+++ SOURCE RECORDS

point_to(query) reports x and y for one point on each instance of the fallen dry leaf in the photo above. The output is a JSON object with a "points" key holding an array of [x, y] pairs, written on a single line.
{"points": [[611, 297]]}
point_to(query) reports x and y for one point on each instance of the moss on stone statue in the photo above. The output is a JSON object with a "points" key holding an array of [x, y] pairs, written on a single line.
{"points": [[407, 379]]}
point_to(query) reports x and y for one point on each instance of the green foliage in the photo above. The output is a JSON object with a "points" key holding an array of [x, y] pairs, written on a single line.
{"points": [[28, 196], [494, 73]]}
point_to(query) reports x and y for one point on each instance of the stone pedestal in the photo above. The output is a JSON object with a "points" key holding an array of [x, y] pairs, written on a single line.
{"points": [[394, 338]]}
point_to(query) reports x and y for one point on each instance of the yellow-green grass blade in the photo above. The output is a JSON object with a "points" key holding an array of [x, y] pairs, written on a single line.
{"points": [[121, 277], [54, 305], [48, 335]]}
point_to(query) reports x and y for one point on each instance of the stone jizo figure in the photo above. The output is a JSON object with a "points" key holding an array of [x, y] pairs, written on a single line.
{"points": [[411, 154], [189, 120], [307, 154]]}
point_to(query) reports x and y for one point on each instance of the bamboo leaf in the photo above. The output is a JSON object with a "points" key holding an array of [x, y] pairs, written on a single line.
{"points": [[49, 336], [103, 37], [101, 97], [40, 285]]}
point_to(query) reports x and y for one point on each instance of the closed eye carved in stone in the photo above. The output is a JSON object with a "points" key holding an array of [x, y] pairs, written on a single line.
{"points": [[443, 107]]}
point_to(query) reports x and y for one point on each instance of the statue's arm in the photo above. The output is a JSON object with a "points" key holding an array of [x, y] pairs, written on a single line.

++++++

● WHAT YOU HAVE TO DO:
Render the lines from the one containing "of the green" through the end of the records, inclusive, as a JSON list of strings, one string per line, leaving out blank lines.

● REPLY TO THE EXERCISE:
[
  "point_to(query) reports x and y for one point on each instance of the green foliage in the photo above. The output is a JSON object with a \"points\" key holding an array of [x, y] pairs, written on a single line.",
  "{\"points\": [[28, 196], [494, 73]]}",
  "point_to(query) reports x and y for one point on each instance of the stone pedestal in the photo above. The output is a JSON object with a \"points\" key holding an array of [x, y] pairs, written on a single line.",
  "{\"points\": [[394, 338]]}",
  "point_to(query) reports x and y for one point on each instance of the yellow-green grass blade in the photo above. The output is a JSON object with a \"points\" key holding an array of [x, y] pairs, written on a single line.",
  "{\"points\": [[121, 277], [54, 305], [48, 335]]}",
  "point_to(query) reports x and y for one point on each instance of the stone jizo figure in the photo above. The output is a JSON object with a \"points\" key holding an array of [x, y] pairs, written on a single line.",
  "{\"points\": [[411, 154], [189, 120], [307, 154]]}",
  "point_to(query) reports x and y for one point on each instance of the bamboo leaf in the photo above. The output is a JSON object with a \"points\" key holding an array of [x, y] pairs, written on a single line.",
  "{\"points\": [[49, 336], [103, 37], [101, 97], [40, 285]]}",
  "point_to(query) reports x and y for one point on each instance of the closed eye carved in stone in the photo above. The output is a JSON object with a \"points\" key holding an array of [x, y] pairs, written on a single line.",
  "{\"points\": [[443, 107]]}",
  "point_to(query) reports x and y for one point on each instance of the statue's arm in the photo above. The output is a JSON object with a \"points\" key holding an array of [x, y] pairs, written on a single line."
]